Material for this exercise →
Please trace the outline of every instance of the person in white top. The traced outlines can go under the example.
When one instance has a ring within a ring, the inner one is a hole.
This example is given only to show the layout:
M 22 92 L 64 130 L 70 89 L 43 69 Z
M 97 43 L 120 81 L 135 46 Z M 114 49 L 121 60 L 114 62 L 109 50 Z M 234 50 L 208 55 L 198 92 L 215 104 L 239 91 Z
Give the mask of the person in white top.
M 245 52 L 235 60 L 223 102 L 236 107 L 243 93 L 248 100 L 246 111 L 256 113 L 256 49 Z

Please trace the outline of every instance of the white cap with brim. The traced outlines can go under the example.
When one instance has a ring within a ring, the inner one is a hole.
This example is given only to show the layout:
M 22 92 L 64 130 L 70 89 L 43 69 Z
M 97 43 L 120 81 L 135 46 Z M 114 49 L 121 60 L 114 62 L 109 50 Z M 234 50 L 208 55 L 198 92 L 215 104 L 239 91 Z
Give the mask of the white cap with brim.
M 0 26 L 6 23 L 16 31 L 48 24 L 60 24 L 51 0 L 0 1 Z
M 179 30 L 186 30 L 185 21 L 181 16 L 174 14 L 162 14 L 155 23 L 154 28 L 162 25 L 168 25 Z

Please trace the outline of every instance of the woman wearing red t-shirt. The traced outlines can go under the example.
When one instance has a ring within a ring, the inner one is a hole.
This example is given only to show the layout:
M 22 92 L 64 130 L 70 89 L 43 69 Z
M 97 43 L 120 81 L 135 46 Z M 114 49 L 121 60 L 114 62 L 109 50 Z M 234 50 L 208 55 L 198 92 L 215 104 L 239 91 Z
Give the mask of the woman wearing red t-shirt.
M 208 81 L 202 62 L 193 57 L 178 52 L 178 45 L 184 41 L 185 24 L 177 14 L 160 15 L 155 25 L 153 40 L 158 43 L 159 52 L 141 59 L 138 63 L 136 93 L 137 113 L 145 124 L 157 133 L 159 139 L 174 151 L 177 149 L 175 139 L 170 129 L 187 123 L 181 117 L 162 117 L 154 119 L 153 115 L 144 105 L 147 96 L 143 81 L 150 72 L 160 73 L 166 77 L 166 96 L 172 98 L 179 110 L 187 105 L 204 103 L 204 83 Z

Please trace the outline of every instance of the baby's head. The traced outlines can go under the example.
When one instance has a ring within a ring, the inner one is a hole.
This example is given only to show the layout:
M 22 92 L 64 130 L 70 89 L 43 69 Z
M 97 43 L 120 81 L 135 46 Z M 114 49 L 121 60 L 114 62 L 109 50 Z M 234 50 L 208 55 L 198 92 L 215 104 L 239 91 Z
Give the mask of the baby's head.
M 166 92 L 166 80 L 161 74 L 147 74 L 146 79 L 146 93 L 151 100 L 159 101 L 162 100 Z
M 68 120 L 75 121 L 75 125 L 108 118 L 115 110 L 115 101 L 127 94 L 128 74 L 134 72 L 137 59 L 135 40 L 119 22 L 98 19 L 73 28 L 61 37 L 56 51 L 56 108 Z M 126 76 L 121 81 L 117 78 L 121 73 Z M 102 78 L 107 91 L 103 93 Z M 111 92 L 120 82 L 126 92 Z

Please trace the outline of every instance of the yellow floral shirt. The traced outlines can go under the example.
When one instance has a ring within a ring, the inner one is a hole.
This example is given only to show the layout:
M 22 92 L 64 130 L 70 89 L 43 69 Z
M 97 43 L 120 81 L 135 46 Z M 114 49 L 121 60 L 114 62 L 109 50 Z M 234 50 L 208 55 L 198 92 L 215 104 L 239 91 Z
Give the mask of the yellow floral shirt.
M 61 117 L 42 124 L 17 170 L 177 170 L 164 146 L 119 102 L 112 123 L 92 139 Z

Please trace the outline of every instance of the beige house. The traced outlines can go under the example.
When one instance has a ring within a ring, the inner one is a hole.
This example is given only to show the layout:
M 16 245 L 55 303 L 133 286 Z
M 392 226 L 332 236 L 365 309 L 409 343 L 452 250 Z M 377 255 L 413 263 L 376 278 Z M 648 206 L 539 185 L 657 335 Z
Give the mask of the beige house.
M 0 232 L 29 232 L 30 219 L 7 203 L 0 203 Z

What you will do →
Output every line of the records above as a JSON list of strings, one string per line, with blank lines left out.

Full solution →
[
  "Please trace the outline of every instance of the person in white top. The traced outlines can go under the example.",
  "When one instance has a ring within a ring, the inner one is a hole.",
  "This example is given only to show the layout:",
  "M 22 92 L 64 130 L 70 89 L 43 69 Z",
  "M 97 43 L 120 81 L 135 46 Z M 114 49 L 121 60 L 114 62 L 109 50 Z M 234 50 L 208 55 L 198 92 L 215 104 L 239 91 Z",
  "Give the mask of the person in white top.",
  "M 245 52 L 235 60 L 223 102 L 236 107 L 243 93 L 248 100 L 246 111 L 256 113 L 256 49 Z",
  "Please trace the outline of every instance of the white cap with brim. The traced outlines can go under the example.",
  "When one instance has a ring within a ring, the inner one is a hole.",
  "This example is given only to show the layout:",
  "M 22 92 L 64 130 L 70 89 L 43 69 Z",
  "M 97 43 L 120 81 L 135 46 Z M 114 49 L 121 60 L 114 62 L 109 50 Z M 234 50 L 208 55 L 198 92 L 215 104 L 239 91 Z",
  "Give the mask of the white cap with brim.",
  "M 0 26 L 6 23 L 16 31 L 48 24 L 60 24 L 51 0 L 0 1 Z",
  "M 179 30 L 186 30 L 185 21 L 181 16 L 174 14 L 162 14 L 155 23 L 154 28 L 162 25 L 168 25 Z",
  "Please trace the outline of every instance of the woman wearing red t-shirt. The traced outlines can go under the example.",
  "When one instance has a ring within a ring, the inner one is a hole.",
  "This example is given only to show the layout:",
  "M 22 92 L 64 130 L 70 89 L 43 69 Z",
  "M 97 43 L 120 81 L 135 46 Z M 114 49 L 121 60 L 114 62 L 109 50 Z M 234 50 L 208 55 L 198 92 L 215 104 L 239 91 Z",
  "Give the mask of the woman wearing red t-shirt.",
  "M 208 81 L 202 62 L 193 57 L 178 52 L 178 45 L 184 41 L 185 24 L 177 14 L 160 15 L 155 25 L 153 40 L 158 43 L 159 52 L 141 59 L 138 63 L 136 93 L 137 113 L 145 124 L 157 133 L 159 139 L 174 151 L 177 149 L 175 139 L 170 129 L 187 123 L 181 117 L 162 117 L 154 119 L 153 115 L 144 105 L 147 96 L 143 81 L 150 72 L 160 73 L 166 77 L 166 96 L 172 98 L 179 110 L 187 105 L 204 103 L 204 83 Z",
  "Please trace the outline of every instance of the baby's head. The traced outlines can go under the example.",
  "When one instance has a ring within a ring, the inner one is a hole.",
  "This example is given only to show the layout:",
  "M 22 92 L 64 130 L 70 89 L 43 69 Z",
  "M 97 43 L 120 81 L 135 46 Z M 114 49 L 121 60 L 114 62 L 109 50 Z M 234 50 L 208 55 L 198 92 L 215 104 L 239 91 Z",
  "Give the mask of the baby's head.",
  "M 166 92 L 166 80 L 161 74 L 147 74 L 146 79 L 146 93 L 151 100 L 159 101 L 162 100 Z",
  "M 68 120 L 75 121 L 75 125 L 108 118 L 115 110 L 115 101 L 127 94 L 128 74 L 134 72 L 137 59 L 135 40 L 119 22 L 98 19 L 73 28 L 61 37 L 56 51 L 56 108 Z M 126 76 L 121 81 L 117 78 L 121 73 Z M 102 78 L 107 91 L 103 93 Z M 111 92 L 120 82 L 126 92 Z",
  "Please trace the outline of every instance of the yellow floral shirt. The traced outlines can go under the example.",
  "When one instance has a ring within a ring, the inner one is a hole.",
  "This example is given only to show the layout:",
  "M 22 92 L 64 130 L 70 89 L 43 69 Z",
  "M 97 43 L 120 81 L 135 46 Z M 114 49 L 121 60 L 114 62 L 109 50 Z M 234 50 L 208 55 L 198 92 L 215 104 L 239 91 Z",
  "Give the mask of the yellow floral shirt.",
  "M 61 117 L 42 124 L 17 170 L 177 170 L 164 146 L 119 102 L 112 123 L 92 139 Z",
  "Please trace the outline of every instance of the beige house. The traced outlines can go under the example.",
  "When one instance has a ring within a ring, the inner one is a hole.",
  "This example is given only to show the layout:",
  "M 16 245 L 55 303 L 133 286 Z",
  "M 392 226 L 332 236 L 365 309 L 409 343 L 452 250 Z M 377 255 L 413 263 L 376 278 Z M 648 206 L 539 185 L 657 335 Z",
  "Give the mask of the beige house.",
  "M 0 232 L 29 232 L 30 219 L 7 203 L 0 203 Z"
]